And that is the difference between talent and skill. An artistically talented two year old who never exploits this gift will not grow up to be a great artist. They will paint better than the average two year old, but no more. Likewise, a brilliantly gifted abstract artist may paint more realistic portraits than Joe Average, but will pale in comparison to a talentless professional portrait artist with years of experience. Your talent is what you are born with. Your skill is what you learn. Together, they are your total ability, your limitations. Likewise, your IQ is a rough measure of your potential intelligence. What else you have and what you do to build on it is what makes your actual intelligence.

So what are the other sides to your intelligence, the other things that contribute to how smart you can possibly get?

The first is commonly called “Creative Intelligence” or “Creativity”. The most correct term for it is “Latent Inhibition”, ie, how naturally inhibited and obedient you are. The higher the latent inhibition, the more likely you are to need rules, even instruction, before you dare act. The lower the latent inhibition, the more likely you are to do something on impulse or to break boundaries. Everyone needs both the ability to follow some sort of order, even if it’s just remembering the consequences of your actions, and the ability to act independently, even if it’s just weighing several rules or orders against each other. I have a theory that it is often a poor balance between IQ and LI that results in stranger or less adaptive behaviours, rather than low IQ causing all the trouble. Individual motivations and interests aside, someone with a below average IQ with above average LI will be just as law-abiding as someone with a high IQ and average LI and probably moreso than someone with above average IQ and below average LI.

The next is social learning. This could be in the form of empathy, sympathy, cooperativeness, etc. Basically, it’s your ability to learn from others without instruction. This is where a lot of people on the autism spectrum fall. They may have a high IQ and moderately low LI, but without the ability to infer from others and properly observe them, you can’t begin to learn. Social learning is the groundwork for all other forms of learning. This is how you integrate into your culture, develop an accent or a walk. You don’t study another person’s accent, but if you live with them it will merge with yours, either from empathy, cooperation or just acclimatization.

Finally comes education. If you just have IQ, LI and social learning as distinguishing elements of intelligence, we would be no different to most social animals. However we also have education. This comes in many forms, from schooling, to training, to immersion, to passing old wives tales around. Your education is what you have learned from others through instruction and your IQ, LI and social learning abilities will all reflect on how easily you can be educated. Therefore, the last factor is simply your personality and culture. Are you willing to be educated? Are you overly trusting, maybe not trusting enough? What will you focus on learning? What education do you have access to? What education do you need? Someone with a high IQ, high social learning, and low LI could easily avoid educating themselves, be taught the wrong thing or live in a society where certain matters are not essential to their lives. Therefore, you can have someone who is set up for high intelligence, who is wrong about many things due to cultural factors, obstinacy, lack of educational resources or emotional intensity.

Of course, a hard limit on intelligence is a hard limit. All things being equal, someone with an IQ of 120 is smarter than someone with an IQ of 70. Just as, all things being equal, a man with two legs runs faster than a man with only one. And of two people in a class, all being equal, the one with the higher IQ will be able to advance to a level where the one with a lower IQ gets stuck. It’s as simple as that.

Data to process =
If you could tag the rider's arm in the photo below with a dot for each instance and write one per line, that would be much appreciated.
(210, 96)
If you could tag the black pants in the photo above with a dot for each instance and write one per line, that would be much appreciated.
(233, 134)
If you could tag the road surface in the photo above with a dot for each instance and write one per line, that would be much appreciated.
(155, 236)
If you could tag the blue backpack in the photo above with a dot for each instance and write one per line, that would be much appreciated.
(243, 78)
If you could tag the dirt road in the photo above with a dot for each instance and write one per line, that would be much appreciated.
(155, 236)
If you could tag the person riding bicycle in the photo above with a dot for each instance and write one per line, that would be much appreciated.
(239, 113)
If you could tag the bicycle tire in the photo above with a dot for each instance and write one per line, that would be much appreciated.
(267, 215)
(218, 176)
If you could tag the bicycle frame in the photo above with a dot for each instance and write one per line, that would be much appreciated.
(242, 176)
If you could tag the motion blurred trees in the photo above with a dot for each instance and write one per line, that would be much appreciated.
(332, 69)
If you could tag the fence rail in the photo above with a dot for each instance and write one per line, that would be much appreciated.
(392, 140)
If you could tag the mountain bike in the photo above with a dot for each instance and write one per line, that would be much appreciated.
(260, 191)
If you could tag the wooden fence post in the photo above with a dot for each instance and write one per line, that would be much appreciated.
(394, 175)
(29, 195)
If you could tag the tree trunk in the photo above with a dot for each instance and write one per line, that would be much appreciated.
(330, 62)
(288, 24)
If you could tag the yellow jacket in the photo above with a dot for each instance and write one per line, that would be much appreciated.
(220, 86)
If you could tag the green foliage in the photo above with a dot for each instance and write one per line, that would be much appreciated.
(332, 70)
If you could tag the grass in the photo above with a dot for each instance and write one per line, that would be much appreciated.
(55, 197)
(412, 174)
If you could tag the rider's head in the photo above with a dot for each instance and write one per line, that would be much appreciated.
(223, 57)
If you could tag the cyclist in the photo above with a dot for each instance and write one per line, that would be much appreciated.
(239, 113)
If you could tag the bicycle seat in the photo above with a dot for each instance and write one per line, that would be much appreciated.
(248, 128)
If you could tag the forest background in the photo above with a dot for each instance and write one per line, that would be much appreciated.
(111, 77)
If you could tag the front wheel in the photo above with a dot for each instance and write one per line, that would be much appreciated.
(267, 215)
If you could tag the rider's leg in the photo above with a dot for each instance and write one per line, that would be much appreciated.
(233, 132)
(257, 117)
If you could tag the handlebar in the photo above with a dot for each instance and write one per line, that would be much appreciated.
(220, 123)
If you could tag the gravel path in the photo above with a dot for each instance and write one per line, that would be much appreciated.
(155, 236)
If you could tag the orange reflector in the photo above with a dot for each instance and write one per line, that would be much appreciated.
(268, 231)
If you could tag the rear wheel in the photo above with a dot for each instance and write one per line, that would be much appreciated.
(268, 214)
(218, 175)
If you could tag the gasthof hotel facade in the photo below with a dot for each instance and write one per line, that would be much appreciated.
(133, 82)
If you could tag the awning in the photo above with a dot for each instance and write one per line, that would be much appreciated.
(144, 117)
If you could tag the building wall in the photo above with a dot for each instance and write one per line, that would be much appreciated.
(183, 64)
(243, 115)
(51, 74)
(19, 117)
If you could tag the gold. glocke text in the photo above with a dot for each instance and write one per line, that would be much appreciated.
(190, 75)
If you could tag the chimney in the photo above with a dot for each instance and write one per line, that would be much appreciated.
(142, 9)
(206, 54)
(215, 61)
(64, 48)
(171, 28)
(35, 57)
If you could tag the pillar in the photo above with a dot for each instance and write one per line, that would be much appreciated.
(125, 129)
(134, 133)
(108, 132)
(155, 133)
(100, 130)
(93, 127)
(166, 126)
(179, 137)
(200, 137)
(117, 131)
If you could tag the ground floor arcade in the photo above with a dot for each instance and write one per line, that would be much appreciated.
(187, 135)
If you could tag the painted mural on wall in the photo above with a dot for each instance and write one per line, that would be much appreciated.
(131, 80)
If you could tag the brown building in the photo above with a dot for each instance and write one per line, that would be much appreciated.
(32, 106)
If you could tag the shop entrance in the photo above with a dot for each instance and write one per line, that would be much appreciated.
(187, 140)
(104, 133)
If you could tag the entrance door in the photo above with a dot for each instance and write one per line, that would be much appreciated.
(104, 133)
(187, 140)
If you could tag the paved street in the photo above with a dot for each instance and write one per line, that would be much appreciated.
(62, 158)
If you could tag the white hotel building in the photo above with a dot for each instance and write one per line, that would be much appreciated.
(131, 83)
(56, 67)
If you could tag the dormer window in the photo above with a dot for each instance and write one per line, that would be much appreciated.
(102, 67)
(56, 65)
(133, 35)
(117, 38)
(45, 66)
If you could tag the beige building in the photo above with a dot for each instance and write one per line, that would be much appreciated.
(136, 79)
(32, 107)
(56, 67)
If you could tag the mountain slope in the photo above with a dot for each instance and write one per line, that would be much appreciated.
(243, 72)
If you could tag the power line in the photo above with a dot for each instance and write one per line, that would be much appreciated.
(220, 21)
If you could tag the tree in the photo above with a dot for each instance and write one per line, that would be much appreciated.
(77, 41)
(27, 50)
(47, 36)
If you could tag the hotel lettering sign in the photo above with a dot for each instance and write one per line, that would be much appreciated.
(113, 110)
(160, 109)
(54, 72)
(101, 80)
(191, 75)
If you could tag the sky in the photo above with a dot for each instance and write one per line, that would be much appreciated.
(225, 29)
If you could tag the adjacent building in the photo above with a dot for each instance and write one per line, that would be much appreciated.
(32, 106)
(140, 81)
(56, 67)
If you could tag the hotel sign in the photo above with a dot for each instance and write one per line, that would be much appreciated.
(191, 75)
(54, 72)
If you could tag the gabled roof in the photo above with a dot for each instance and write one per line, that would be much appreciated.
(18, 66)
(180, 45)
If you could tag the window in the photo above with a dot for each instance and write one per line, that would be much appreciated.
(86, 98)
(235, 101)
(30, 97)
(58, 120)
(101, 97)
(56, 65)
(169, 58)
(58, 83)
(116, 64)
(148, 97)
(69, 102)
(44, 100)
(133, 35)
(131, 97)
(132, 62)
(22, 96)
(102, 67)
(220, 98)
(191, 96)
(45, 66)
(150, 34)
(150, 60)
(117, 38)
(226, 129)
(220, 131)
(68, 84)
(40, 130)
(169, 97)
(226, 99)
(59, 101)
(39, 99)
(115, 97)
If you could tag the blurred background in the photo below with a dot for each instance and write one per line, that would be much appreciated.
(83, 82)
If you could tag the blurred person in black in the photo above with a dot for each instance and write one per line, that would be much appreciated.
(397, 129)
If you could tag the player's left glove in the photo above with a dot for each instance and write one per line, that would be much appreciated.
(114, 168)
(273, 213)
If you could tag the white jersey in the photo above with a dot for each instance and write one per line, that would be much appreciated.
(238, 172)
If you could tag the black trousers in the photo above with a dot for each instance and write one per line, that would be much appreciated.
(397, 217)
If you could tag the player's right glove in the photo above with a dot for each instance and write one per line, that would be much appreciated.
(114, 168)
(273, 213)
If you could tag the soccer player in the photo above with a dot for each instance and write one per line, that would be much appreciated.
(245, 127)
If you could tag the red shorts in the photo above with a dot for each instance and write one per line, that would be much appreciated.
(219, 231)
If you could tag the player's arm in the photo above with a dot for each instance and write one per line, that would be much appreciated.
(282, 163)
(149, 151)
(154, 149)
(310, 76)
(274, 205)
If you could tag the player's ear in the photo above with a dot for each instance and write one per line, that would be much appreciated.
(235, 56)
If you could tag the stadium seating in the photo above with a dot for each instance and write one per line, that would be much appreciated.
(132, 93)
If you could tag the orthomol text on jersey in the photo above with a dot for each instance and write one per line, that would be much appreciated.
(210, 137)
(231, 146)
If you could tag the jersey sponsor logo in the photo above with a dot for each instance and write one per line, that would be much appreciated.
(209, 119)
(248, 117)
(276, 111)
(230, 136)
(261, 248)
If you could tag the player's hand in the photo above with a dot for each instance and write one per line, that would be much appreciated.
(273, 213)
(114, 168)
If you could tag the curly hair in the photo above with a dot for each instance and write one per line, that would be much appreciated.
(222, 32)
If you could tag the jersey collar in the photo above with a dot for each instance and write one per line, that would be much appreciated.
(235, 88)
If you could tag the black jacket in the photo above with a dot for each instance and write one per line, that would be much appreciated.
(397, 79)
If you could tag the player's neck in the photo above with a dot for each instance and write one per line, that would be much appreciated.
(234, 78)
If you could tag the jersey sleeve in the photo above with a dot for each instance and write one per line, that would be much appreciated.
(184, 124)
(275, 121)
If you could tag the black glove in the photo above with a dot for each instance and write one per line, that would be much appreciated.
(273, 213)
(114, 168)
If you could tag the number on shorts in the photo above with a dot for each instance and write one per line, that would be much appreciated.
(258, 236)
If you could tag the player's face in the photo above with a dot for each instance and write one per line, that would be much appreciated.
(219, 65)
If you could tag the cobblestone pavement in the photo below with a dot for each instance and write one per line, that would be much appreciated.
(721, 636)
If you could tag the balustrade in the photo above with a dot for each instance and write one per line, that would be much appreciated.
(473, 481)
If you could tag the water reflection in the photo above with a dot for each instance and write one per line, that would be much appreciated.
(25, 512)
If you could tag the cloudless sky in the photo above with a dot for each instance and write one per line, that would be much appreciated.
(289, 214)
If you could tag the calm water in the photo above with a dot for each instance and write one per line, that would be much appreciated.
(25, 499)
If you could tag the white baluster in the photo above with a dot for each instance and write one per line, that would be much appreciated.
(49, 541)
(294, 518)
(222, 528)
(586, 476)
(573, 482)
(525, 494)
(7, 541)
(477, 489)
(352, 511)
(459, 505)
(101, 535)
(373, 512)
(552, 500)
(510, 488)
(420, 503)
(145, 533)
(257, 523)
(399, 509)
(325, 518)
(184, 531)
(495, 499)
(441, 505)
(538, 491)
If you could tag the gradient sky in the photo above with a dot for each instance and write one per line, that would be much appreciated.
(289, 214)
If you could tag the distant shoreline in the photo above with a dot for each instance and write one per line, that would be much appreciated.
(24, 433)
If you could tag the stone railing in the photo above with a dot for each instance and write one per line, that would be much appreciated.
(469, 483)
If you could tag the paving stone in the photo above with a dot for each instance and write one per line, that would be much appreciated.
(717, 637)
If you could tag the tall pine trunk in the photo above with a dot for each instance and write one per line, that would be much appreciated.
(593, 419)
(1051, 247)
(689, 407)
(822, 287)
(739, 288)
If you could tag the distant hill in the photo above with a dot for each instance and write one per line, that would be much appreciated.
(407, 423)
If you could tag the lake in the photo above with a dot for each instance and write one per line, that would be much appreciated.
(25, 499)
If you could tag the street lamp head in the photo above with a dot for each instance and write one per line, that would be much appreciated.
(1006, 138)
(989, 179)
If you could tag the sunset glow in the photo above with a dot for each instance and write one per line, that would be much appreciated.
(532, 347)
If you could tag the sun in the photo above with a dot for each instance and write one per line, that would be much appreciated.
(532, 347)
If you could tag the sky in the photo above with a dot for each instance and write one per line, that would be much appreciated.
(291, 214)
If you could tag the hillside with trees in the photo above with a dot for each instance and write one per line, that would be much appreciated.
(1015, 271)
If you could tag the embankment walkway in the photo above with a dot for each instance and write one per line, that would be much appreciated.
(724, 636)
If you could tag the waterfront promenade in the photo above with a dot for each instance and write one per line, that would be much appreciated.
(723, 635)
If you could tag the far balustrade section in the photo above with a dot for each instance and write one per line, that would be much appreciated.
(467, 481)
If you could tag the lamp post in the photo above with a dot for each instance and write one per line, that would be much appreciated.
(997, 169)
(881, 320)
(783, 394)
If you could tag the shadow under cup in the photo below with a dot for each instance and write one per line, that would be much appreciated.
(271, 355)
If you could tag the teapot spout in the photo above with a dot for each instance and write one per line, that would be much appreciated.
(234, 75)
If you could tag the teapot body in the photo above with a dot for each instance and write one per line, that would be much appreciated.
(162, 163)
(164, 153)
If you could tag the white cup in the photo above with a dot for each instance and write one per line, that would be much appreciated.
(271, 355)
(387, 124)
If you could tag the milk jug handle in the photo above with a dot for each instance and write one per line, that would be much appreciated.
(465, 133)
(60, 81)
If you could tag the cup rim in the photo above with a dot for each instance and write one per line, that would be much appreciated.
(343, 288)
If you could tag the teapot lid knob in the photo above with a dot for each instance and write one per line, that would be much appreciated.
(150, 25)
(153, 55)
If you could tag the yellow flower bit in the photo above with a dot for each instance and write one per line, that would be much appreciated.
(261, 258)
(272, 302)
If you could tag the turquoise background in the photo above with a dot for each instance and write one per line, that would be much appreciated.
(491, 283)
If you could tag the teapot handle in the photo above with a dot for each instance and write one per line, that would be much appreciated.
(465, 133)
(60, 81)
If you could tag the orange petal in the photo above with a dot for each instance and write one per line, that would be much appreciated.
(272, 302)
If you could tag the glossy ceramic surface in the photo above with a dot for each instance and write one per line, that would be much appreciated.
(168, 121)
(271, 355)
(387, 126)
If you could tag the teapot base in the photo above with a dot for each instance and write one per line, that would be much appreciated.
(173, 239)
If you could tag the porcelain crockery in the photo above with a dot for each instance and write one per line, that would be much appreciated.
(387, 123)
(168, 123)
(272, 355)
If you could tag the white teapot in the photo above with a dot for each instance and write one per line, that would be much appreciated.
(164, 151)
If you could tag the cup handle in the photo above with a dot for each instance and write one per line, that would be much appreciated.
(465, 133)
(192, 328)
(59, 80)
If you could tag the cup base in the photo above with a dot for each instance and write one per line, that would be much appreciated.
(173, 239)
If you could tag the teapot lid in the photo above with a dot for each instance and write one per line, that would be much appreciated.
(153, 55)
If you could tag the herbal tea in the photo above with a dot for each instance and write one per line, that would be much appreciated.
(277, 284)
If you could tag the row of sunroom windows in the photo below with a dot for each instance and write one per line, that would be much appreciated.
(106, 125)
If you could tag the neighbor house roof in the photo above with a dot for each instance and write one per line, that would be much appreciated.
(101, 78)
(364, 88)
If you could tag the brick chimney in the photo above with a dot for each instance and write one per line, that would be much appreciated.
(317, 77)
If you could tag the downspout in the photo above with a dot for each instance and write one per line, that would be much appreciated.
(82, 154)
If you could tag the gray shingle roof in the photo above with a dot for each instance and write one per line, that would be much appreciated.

Problems to solve =
[1] Copy the passage on intelligence from "Of course, a" to "simple as that.".
[2] Scale the listing from the line with "If you could tag the cup base" to the end of the listing, and write out only those lines again, requests included. Multiply every point coordinate in the answers by 0.55 and round to whole numbers, with halves going up.
The listing has no connection to the passage on intelligence.

Exercise solutions =
[1]
Of course, a hard limit on intelligence is a hard limit. All things being equal, someone with an IQ of 120 is smarter than someone with an IQ of 70. Just as, all things being equal, a man with two legs runs faster than a man with only one. And of two people in a class, all being equal, the one with the higher IQ will be able to advance to a level where the one with a lower IQ gets stuck. It’s as simple as that.

[2]
If you could tag the cup base in the photo above with a dot for each instance and write one per line, that would be much appreciated.
(95, 131)
If you could tag the teapot lid in the photo above with a dot for each instance and write one per line, that would be much appreciated.
(84, 30)
If you could tag the herbal tea in the photo above with a dot for each instance and write one per line, that would be much appreciated.
(152, 156)
If you could tag the row of sunroom windows in the photo below with a dot for each instance and write one per line, that would be much appreciated.
(58, 69)
If you could tag the neighbor house roof in the photo above with a dot for each instance and write one per line, that would be much appreciated.
(56, 43)
(200, 48)
If you could tag the brick chimney in the photo above with a dot for each instance and write one per line, that would be much appreciated.
(174, 42)
If you could tag the downspout in the photo above with a dot for each instance and write one per line, that would be much appreciated.
(45, 85)
If you could tag the gray shingle roof in the photo above with a dot for each instance and write one per line, that would be much appreciated.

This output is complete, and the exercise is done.